§ Page extract
Income Tax Slabs and Rates for FY 2026-27 (AY 2027-28)

What is Income Tax Slab?

Income tax in India is levied based on a slab system, where different income ranges are taxed at different rates. As your income goes up, the tax rate on the higher income also increases. This system ensures that those with higher incomes pay a larger percentage in taxes.

Updated On - 21 Feb 2026

Union Budget 2026: No Change in Income Tax Slabs

In the Union Budget 2026, the Finance Minister did not announce any changes in tax slabs or basic exemption limits. The slabs that were announced in the previous budget remain in force for FY 2026-27 (AY 2027-28).

As per the Income Tax Act, the slabs are revised periodically by the government through the Union Budget. Taxpayers can now choose between the New Tax Regime (lower tax rates but fewer deductions) and the Old Tax Regime (higher rates with multiple exemptions and deductions).

Tax Slabs in India

Income Tax Slabs for FY 2026-27

New Tax Regime

Income Tax Slab

Tax Rate

Up to Rs.4 lakh

Nil

Rs.4 lakh – Rs.8 lakh

5%

Rs.8 lakh – Rs.12 lakh

10%

Rs.12 lakh – Rs.16 lakh

15%

Rs.16 lakh – Rs.20 lakh

20%

Rs.20 lakh – Rs.24 lakh

25%

More than Rs.24 lakh

30%

  1. Rebate: For income up to Rs.12 lakh, no tax needs to be paid. Under the new regime, there is a rebate of Rs.60,000. However, this rebate does not apply in case of special tax income.
  1. Surcharge: 25% is the maximum surcharge rate for income more than Rs.2 crore.
  1. Senior Citizens: Under the new regime, no beneficial slab rates are provided for senior citizens.

Old Tax Regime

Individuals Below 60 years, HUF, and NRIs

Income Tax Slab

Tax Rate

Up to Rs.2.5 lakh

Nil

Rs.2,50,001 – Rs.5 lakh

5%

Rs.5 lakh – Rs.10 lakh

20%

More than Rs.10 lakh

30%

Aged Between 60 Years and 79 Years

Income Tax Slab

Tax Rate

Up to Rs.3 lakh

Nil

Rs.3 lakh – Rs.5 lakh

5%

Rs.5 lakh – Rs.10 lakh

20%

More than Rs.10 lakh

30%

Aged 80 Years and Above

Income Tax Slab

Tax Rate

Up to Rs.5 lakh

Nil

Rs.5 lakh – Rs.10 lakh

20%

More than Rs.10 lakh

30%

Tax Slabs for Domestic Companies

Sections

Tax rate

Surcharge

Normal Rate (Turnover ≤ ₹400 crore)

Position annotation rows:
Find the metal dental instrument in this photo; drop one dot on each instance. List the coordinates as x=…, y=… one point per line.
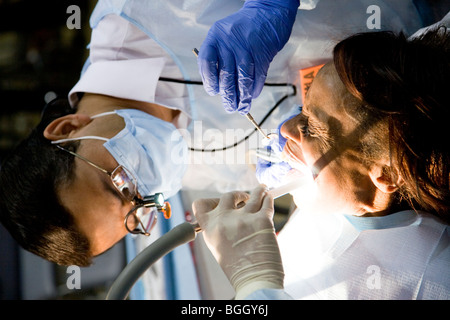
x=248, y=115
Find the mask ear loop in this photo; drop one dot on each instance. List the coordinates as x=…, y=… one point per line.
x=79, y=138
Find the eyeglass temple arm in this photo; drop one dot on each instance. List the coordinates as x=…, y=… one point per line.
x=84, y=159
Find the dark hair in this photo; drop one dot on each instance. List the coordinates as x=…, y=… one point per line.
x=406, y=81
x=29, y=205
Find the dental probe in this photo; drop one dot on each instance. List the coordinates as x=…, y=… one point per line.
x=248, y=115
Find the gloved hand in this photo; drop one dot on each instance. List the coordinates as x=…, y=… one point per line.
x=238, y=230
x=235, y=56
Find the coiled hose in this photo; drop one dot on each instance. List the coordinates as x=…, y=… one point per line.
x=181, y=234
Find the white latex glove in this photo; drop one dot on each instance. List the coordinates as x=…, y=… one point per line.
x=238, y=230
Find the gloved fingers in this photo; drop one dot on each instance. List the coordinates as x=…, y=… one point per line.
x=268, y=206
x=208, y=67
x=227, y=80
x=233, y=200
x=245, y=80
x=256, y=198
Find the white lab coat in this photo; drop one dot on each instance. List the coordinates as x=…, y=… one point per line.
x=155, y=39
x=178, y=26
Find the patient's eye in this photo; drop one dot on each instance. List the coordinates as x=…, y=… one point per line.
x=305, y=128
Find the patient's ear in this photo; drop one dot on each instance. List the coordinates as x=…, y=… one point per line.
x=61, y=128
x=385, y=178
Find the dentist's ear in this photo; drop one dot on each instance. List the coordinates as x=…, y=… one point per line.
x=61, y=128
x=385, y=178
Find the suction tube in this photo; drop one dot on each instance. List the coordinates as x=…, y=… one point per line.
x=181, y=234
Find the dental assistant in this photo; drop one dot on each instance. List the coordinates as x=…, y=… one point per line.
x=125, y=116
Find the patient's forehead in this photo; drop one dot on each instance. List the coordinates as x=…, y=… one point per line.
x=329, y=100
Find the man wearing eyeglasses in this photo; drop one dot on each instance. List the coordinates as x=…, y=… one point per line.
x=94, y=168
x=112, y=156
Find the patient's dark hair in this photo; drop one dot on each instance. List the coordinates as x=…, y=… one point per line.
x=406, y=81
x=29, y=205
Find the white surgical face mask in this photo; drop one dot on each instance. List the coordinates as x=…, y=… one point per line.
x=153, y=150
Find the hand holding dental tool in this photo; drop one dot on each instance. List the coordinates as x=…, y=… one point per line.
x=248, y=115
x=239, y=231
x=236, y=54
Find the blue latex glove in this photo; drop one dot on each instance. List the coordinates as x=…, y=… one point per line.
x=235, y=56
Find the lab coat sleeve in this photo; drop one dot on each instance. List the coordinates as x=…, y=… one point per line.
x=268, y=294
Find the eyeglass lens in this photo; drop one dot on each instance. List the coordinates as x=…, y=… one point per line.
x=124, y=181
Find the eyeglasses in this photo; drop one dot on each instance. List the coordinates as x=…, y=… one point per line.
x=142, y=218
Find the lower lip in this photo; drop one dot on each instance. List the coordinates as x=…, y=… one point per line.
x=290, y=155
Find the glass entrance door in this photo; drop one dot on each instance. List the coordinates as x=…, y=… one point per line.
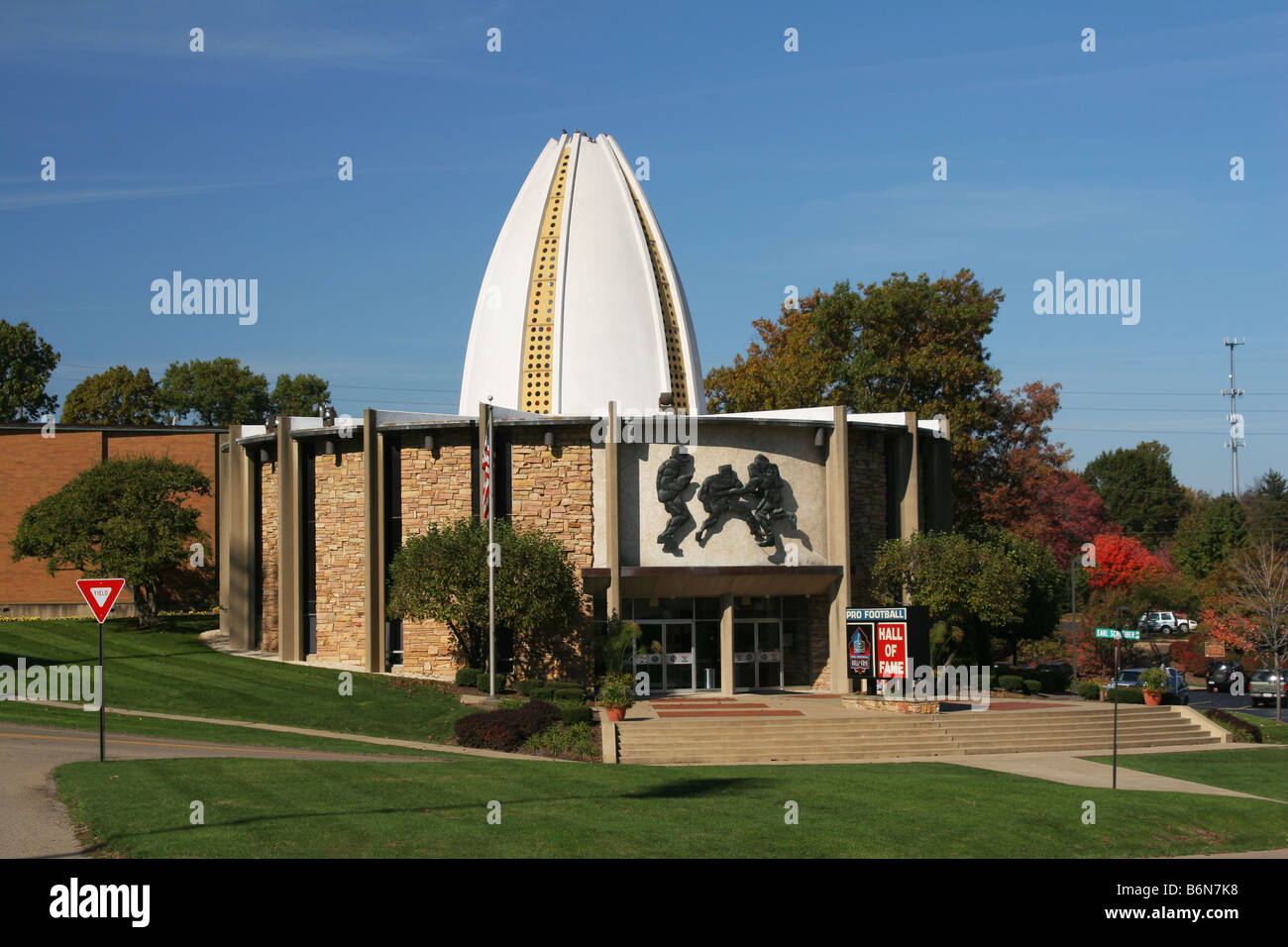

§ Exercise
Decide whether each statement agrees with the income tax slab page: (a) the Union Budget 2026 changed the basic exemption limits; (b) the new regime gives senior citizens beneficial slab rates; (c) the maximum surcharge rate is 25% for income above Rs.2 crore. Answer yes or no for each, quoting the deciding words from the page.

§ Expected answer
(a) No: "the Finance Minister did not announce any changes in tax slabs or basic exemption limits"
(b) No: "Under the new regime, no beneficial slab rates are provided for senior citizens."
(c) Yes: "25% is the maximum surcharge rate for income more than Rs.2 crore."